> **Excerpted text**:
Ohio Court of Appeals, 2007

Szabo v. Goetsch, Unpublished Decision (3-15-2007)

Szabo v. Goetsch, Unpublished Decision (3-15-2007)
Ohio Court of Appeals · Decided March 15, 2007 · MARY EILEEN KILBANE, J.
2007 Ohio 1147

Szabo v. Goetsch, Unpublished Decision (3-15-2007)

Opinion of the Court

JOURNAL ENTRY AND OPINION
{¶ 1} Julius J. Szabo ("Szabo") appeals from the trial court's decision to grant summary judgment in favor of Alexander E. Goetsch ("Goetsch"). Szabo argues that genuine issues of material fact remain as to when the cause of action for legal malpractice accrued. For the following reasons, we affirm the decision of the trial court. *Page 2

{¶ 2} On August 3, 2005, Szabo filed a complaint for legal malpractice, intentional infliction of emotional distress, negligent infliction of emotional distress, breach of contract, and breach of fiduciary duty against Goetsch, Bruce Freedman ("Freedman"), and William Love ("Love"). Szabo's allegations stem from Goetsch's representation of Szabo in two separate matters in the Cuyahoga County Court of Common Pleas.

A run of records
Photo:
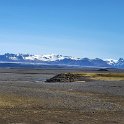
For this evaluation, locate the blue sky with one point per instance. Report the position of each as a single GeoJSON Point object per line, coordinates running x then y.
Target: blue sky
{"type": "Point", "coordinates": [81, 28]}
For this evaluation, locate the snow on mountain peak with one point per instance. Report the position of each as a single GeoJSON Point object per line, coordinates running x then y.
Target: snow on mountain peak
{"type": "Point", "coordinates": [111, 61]}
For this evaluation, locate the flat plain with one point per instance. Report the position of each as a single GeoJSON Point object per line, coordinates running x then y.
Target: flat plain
{"type": "Point", "coordinates": [25, 98]}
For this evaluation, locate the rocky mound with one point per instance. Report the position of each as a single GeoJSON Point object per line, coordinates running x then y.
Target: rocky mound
{"type": "Point", "coordinates": [67, 77]}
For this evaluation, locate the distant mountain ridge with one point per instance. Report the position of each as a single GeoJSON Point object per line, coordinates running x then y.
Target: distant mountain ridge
{"type": "Point", "coordinates": [60, 60]}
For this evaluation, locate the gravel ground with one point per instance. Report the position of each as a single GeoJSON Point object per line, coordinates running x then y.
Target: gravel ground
{"type": "Point", "coordinates": [26, 99]}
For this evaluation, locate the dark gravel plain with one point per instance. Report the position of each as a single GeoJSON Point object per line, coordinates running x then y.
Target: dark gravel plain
{"type": "Point", "coordinates": [25, 98]}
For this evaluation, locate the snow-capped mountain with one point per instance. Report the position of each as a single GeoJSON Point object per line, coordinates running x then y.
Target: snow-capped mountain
{"type": "Point", "coordinates": [53, 59]}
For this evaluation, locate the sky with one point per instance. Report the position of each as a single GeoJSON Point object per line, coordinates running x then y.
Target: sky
{"type": "Point", "coordinates": [79, 28]}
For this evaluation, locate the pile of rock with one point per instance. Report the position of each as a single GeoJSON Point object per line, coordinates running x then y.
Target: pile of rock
{"type": "Point", "coordinates": [67, 77]}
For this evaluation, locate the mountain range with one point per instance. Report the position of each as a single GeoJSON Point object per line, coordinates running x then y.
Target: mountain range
{"type": "Point", "coordinates": [60, 60]}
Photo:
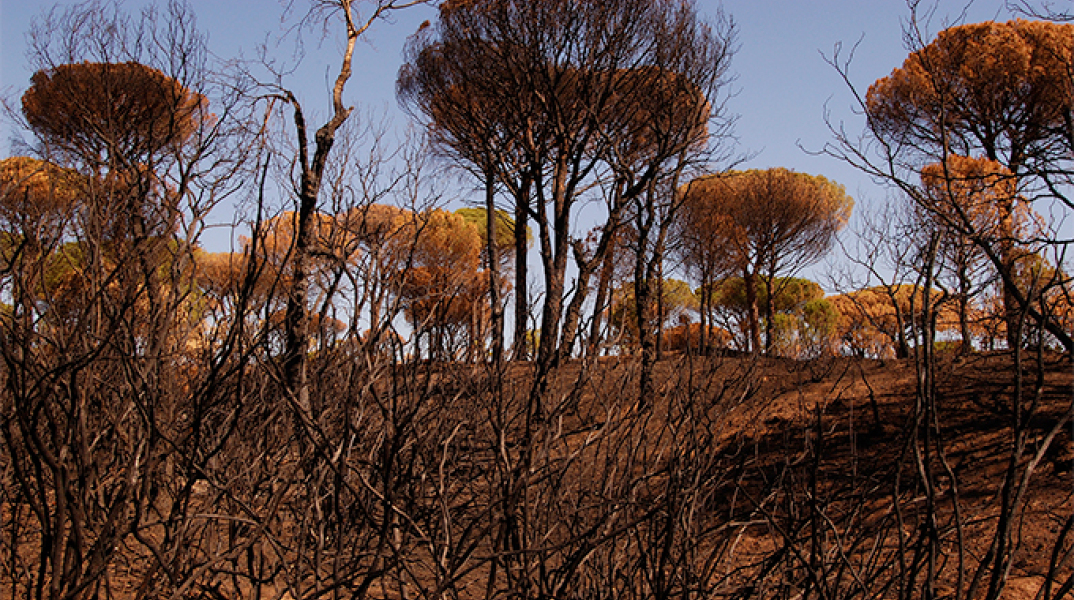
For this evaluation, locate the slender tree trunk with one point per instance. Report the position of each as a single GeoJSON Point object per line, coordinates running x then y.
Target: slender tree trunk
{"type": "Point", "coordinates": [753, 317]}
{"type": "Point", "coordinates": [521, 273]}
{"type": "Point", "coordinates": [604, 289]}
{"type": "Point", "coordinates": [495, 304]}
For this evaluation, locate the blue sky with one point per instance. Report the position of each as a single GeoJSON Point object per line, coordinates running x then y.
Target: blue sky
{"type": "Point", "coordinates": [783, 86]}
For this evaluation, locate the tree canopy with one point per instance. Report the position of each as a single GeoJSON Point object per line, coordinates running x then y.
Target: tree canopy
{"type": "Point", "coordinates": [112, 115]}
{"type": "Point", "coordinates": [1001, 89]}
{"type": "Point", "coordinates": [763, 224]}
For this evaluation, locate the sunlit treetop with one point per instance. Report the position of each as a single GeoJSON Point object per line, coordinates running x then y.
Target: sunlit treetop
{"type": "Point", "coordinates": [112, 115]}
{"type": "Point", "coordinates": [998, 88]}
{"type": "Point", "coordinates": [31, 189]}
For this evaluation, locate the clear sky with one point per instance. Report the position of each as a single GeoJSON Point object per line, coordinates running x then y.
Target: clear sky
{"type": "Point", "coordinates": [783, 84]}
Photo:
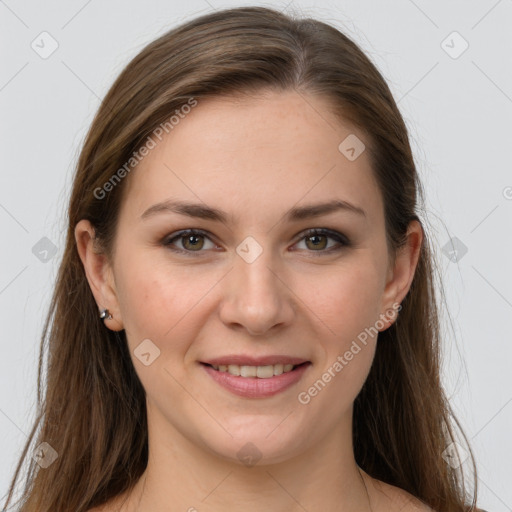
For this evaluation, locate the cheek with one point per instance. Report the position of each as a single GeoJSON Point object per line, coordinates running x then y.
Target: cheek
{"type": "Point", "coordinates": [345, 299]}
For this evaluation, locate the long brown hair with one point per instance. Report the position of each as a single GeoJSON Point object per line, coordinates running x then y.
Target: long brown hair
{"type": "Point", "coordinates": [93, 410]}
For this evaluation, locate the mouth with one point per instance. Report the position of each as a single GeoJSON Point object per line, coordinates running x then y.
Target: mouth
{"type": "Point", "coordinates": [259, 372]}
{"type": "Point", "coordinates": [256, 381]}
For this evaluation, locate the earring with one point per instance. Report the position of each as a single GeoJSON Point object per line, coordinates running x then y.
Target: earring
{"type": "Point", "coordinates": [105, 315]}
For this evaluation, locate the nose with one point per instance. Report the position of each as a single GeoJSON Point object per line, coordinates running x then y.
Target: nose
{"type": "Point", "coordinates": [256, 297]}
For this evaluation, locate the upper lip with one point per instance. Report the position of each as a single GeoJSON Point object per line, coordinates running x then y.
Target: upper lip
{"type": "Point", "coordinates": [243, 360]}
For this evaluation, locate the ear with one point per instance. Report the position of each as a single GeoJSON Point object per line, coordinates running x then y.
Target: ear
{"type": "Point", "coordinates": [99, 274]}
{"type": "Point", "coordinates": [401, 273]}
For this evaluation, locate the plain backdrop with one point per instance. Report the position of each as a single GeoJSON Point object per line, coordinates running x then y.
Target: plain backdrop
{"type": "Point", "coordinates": [449, 67]}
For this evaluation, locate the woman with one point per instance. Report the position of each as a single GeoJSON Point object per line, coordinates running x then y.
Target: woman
{"type": "Point", "coordinates": [245, 313]}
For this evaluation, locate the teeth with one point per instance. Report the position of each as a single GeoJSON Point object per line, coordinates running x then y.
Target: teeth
{"type": "Point", "coordinates": [262, 372]}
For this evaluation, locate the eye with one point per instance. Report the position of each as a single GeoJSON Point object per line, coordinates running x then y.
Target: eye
{"type": "Point", "coordinates": [316, 240]}
{"type": "Point", "coordinates": [313, 239]}
{"type": "Point", "coordinates": [190, 240]}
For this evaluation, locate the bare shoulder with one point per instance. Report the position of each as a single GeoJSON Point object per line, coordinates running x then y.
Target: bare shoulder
{"type": "Point", "coordinates": [390, 498]}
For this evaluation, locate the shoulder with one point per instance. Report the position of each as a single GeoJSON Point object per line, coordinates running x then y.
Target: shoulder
{"type": "Point", "coordinates": [390, 498]}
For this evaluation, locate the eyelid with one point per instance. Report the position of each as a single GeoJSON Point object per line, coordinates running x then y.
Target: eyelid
{"type": "Point", "coordinates": [343, 240]}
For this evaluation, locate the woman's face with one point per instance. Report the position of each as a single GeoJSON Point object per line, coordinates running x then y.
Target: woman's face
{"type": "Point", "coordinates": [254, 284]}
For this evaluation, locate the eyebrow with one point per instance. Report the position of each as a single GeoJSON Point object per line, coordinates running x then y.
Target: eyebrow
{"type": "Point", "coordinates": [201, 211]}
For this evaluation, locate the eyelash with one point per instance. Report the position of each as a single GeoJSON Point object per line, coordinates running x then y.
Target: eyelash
{"type": "Point", "coordinates": [340, 238]}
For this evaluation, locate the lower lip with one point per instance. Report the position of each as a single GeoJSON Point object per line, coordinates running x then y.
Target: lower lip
{"type": "Point", "coordinates": [254, 387]}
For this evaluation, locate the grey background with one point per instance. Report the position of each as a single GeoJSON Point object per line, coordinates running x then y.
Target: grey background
{"type": "Point", "coordinates": [458, 108]}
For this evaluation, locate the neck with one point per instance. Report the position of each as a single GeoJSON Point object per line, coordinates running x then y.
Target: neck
{"type": "Point", "coordinates": [185, 476]}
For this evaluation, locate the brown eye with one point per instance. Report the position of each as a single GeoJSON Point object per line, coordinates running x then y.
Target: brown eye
{"type": "Point", "coordinates": [190, 241]}
{"type": "Point", "coordinates": [316, 241]}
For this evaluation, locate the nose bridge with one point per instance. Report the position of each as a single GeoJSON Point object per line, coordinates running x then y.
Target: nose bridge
{"type": "Point", "coordinates": [256, 297]}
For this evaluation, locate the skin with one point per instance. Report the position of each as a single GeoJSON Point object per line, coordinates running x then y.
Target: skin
{"type": "Point", "coordinates": [255, 158]}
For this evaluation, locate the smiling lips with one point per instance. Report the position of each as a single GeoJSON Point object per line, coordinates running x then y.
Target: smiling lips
{"type": "Point", "coordinates": [256, 377]}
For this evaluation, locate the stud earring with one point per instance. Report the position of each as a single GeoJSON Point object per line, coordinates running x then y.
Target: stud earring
{"type": "Point", "coordinates": [105, 315]}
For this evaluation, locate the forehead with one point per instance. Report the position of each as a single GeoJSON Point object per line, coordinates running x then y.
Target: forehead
{"type": "Point", "coordinates": [254, 156]}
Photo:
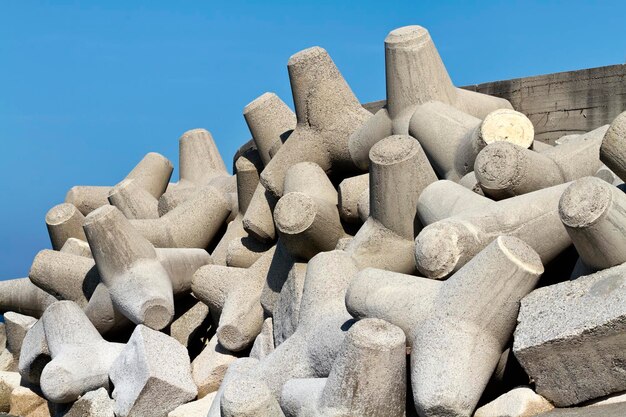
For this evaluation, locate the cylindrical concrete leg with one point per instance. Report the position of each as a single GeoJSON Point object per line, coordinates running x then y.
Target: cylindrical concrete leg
{"type": "Point", "coordinates": [373, 351]}
{"type": "Point", "coordinates": [152, 174]}
{"type": "Point", "coordinates": [139, 285]}
{"type": "Point", "coordinates": [443, 199]}
{"type": "Point", "coordinates": [199, 158]}
{"type": "Point", "coordinates": [63, 222]}
{"type": "Point", "coordinates": [270, 122]}
{"type": "Point", "coordinates": [307, 225]}
{"type": "Point", "coordinates": [594, 214]}
{"type": "Point", "coordinates": [613, 149]}
{"type": "Point", "coordinates": [506, 170]}
{"type": "Point", "coordinates": [399, 173]}
{"type": "Point", "coordinates": [473, 319]}
{"type": "Point", "coordinates": [350, 190]}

> **Jobs**:
a. Lay out the rows from the line that holds "For this evaluation, locate the stud" through the last row, both ends included, as a JSON list of strings with one string per line and blank lines omitted. Leave the pictures out.
b. Proceed with the Szabo v. Goetsch appeals opinion from the point where it stops.

> **Solved problems**:
a.
[
  "For this evaluation, locate the stud earring with one point per instance. Report the position of each as a single GeoJSON Point object per line, coordinates running x then y.",
  "Target: stud earring",
  "{\"type\": \"Point\", \"coordinates\": [105, 315]}",
  "For this evaluation, locate the forehead with one point per instance. Report the position of each as a single GeoJSON Point object per line, coordinates running x then y.",
  "Target: forehead",
  "{\"type\": \"Point\", \"coordinates\": [254, 156]}",
  "Photo:",
  "For this evaluation, locate the cylindrical concrete leg with one point per instance. Report the position of each as a single GeoJSON Point object per line, coordinates running x then y.",
  "Target: cylindrical concrete leg",
  "{\"type\": \"Point\", \"coordinates\": [373, 351]}",
  "{\"type\": \"Point\", \"coordinates\": [152, 174]}",
  "{\"type\": \"Point\", \"coordinates\": [139, 285]}",
  "{\"type\": \"Point\", \"coordinates\": [443, 199]}",
  "{\"type\": \"Point\", \"coordinates\": [199, 158]}",
  "{\"type\": \"Point\", \"coordinates\": [63, 222]}",
  "{\"type\": \"Point\", \"coordinates\": [270, 122]}",
  "{\"type\": \"Point\", \"coordinates\": [307, 225]}",
  "{\"type\": \"Point\", \"coordinates\": [594, 214]}",
  "{\"type\": \"Point\", \"coordinates\": [613, 149]}",
  "{\"type\": \"Point\", \"coordinates\": [506, 170]}",
  "{\"type\": \"Point\", \"coordinates\": [399, 173]}",
  "{\"type\": \"Point\", \"coordinates\": [473, 319]}",
  "{\"type\": \"Point\", \"coordinates\": [350, 190]}"
]

b.
{¶ 3} The defendants in the legal malpractice action represented Szabo at varying times during the course of this underlying litigation. Goetsch entered an appearance on behalf of Szabo and thereby commenced an attorney-client relationship on October 16, 2003. Soon thereafter, the opposing parties in both cases moved for summary judgment. Goetsch, Freedman, and Love filed responsive pleadings, neither of which contained a certificate of service.

{¶ 4} The trial court granted summary judgment in both cases. On December 4, 2003, the opposing parties moved to strike Szabo's responsive pleadings because of the failure to include certificates of service. The trial court denied the motion to strike on December 10, 2003.

{¶ 5} Szabo retained new counsel who filed notices of appeal on December 22, 2003. The following day, Goetsch sent Szabo a letter terminating Goetsch's representation of Szabo. The two separate appeals were subsequently *Page 3 consolidated. The appellees in the consolidated appeal raised the following cross assignment of error:

"On Appellees' first Cross-Assignment of Error, the trial court should have stricken from the files and from the court's consideration, Mr. Szabo's response brief in opposition to summary judgment and the opposition affidavits submitted to the court but not served in contravention of Civ. R. 5."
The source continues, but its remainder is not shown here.